DOCUMENT:
##############################

Concerning the problem of being versus change Plato’s star student, Aristotle (384-322 BCE) achieved something of a compromise. Whereas his mentor had maintained that the ideas or forms constitute being, Aristotle held that while the forms are indeed permanent, they manifest themselves in the world of changing things.
Take for example the statement ‘Felicity is a horse’, in which the predicate ‘horse’ is assigned to the subject ‘Felicity’. Now, according to Aristotle, Felicity’s horse-nature or ‘horsiness’ is a reality which does not exist apart from the countless horses actually embodying it. But whereas horses can be perceived, horsiness cannot ― just like Plato’s ideas it can only be thought. Aristotle called it essence and in his philosophy essence amounts to being.
The story of being of ancient Chinese thinking
We now turn to the Chinese story of being, if only to explain why there happens to be no such story. In this regard it must be mentioned first that in Aristotle the problem of being is linked to the structure of language, which comes down to the subject-predicate structure.
The structure of language and the structure of reality
Further, since the structure of language and the structure of reality were thought to be similar the world might, broadly speaking, also be understood along the lines of this structure. Putting two and two together this means that,
“The treatment of ‘being’ as a subject-matter is based on the subject-predicate formula of ancient Greek grammar [whose]structure is common to the Indo-European language families within which Western philosophy develops.”
The Chinese however, never tried to derive a picture of the world from the structure of their language because language was not at all considered a reliable means to approach reality.
Laozi and Zhuangzi
The writings of Laozi and Zhuangzi abound with examples of their sceptical attitude towards language and, though less spectacular, Confucius too fits into this picture.
To approach the question of being in China it must also be mentioned that in English and other major Western languages the verb ‘to be’ is both copulative and existential.
Thus, it can be used to couple subject and predicate as in ‘the horse is white’ but also to say ‘there is a horse’.
The meaning of shi
The approximate Chinese equivalent of to be is shi. However, shi was not yet known as a copula during the golden age of Chinese philosophy and after its introduction it did not have an important role. Even today a copula is often not needed in Chinese and ‘horse white’ is sufficient.
More importantly, it would not have been possible for shi to prompt a notion of being because, whereas its Greek or English equivalents can function as a noun this is not the case in Chinese.

##############################

DATA EXCERPTS:
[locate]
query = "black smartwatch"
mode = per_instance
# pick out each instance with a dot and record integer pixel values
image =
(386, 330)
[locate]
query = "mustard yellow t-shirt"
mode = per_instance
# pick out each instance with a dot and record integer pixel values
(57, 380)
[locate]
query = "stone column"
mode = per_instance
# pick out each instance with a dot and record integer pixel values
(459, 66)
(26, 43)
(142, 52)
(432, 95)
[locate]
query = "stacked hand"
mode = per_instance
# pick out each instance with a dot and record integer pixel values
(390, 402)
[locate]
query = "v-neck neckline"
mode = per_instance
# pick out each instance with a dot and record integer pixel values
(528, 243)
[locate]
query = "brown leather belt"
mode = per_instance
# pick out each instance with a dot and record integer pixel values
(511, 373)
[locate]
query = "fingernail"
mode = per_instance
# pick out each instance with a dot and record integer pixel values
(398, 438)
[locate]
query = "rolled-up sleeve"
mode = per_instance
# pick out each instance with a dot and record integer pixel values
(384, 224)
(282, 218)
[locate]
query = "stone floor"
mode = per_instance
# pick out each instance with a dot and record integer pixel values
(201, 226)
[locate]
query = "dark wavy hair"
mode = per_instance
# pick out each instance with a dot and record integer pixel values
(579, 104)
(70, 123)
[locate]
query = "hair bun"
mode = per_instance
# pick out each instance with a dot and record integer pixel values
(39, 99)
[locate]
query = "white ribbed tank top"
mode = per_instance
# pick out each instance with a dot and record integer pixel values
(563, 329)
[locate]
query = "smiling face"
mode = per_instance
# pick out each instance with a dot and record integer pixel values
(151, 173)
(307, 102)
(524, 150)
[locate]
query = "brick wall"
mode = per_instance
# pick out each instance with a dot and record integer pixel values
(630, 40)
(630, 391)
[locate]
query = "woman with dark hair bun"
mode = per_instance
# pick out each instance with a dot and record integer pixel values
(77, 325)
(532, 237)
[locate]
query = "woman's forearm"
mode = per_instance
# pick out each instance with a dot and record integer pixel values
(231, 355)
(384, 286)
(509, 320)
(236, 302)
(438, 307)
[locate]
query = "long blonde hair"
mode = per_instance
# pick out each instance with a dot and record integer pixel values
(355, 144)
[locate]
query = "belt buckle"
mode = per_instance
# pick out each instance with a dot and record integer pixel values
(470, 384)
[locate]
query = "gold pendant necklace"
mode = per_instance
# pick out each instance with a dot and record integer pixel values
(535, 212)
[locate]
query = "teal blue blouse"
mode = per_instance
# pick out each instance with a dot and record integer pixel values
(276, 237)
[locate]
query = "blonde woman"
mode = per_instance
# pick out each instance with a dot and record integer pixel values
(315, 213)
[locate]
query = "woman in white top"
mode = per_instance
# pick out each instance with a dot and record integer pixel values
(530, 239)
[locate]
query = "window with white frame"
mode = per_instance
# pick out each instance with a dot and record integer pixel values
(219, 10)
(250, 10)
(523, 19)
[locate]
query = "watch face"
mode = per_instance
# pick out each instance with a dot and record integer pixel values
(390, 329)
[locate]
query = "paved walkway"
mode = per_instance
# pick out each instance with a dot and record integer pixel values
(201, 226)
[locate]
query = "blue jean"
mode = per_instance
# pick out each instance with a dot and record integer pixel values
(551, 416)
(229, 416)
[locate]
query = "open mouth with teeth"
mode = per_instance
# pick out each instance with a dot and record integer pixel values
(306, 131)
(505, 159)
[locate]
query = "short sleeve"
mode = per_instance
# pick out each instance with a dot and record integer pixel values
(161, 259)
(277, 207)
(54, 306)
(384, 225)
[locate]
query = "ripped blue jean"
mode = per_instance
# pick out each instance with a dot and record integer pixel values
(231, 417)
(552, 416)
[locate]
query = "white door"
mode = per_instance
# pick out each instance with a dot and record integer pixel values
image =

##############################

TASKS TO COMPLETE:
#1 Write out the passage on being from "Take for example" up to and including "the subject-predicate structure.".
#2 According to the passage on being, what is the approximate Chinese equivalent of the verb "to be"?
Rely only on the passage on being for what comes next.

RESULTS FOR THE EXERCISE:
#1
Take for example the statement ‘Felicity is a horse’, in which the predicate ‘horse’ is assigned to the subject ‘Felicity’. Now, according to Aristotle, Felicity’s horse-nature or ‘horsiness’ is a reality which does not exist apart from the countless horses actually embodying it. But whereas horses can be perceived, horsiness cannot ― just like Plato’s ideas it can only be thought. Aristotle called it essence and in his philosophy essence amounts to being.
The story of being of ancient Chinese thinking
We now turn to the Chinese story of being, if only to explain why there happens to be no such story. In this regard it must be mentioned first that in Aristotle the problem of being is linked to the structure of language, which comes down to the subject-predicate structure.

#2 Shi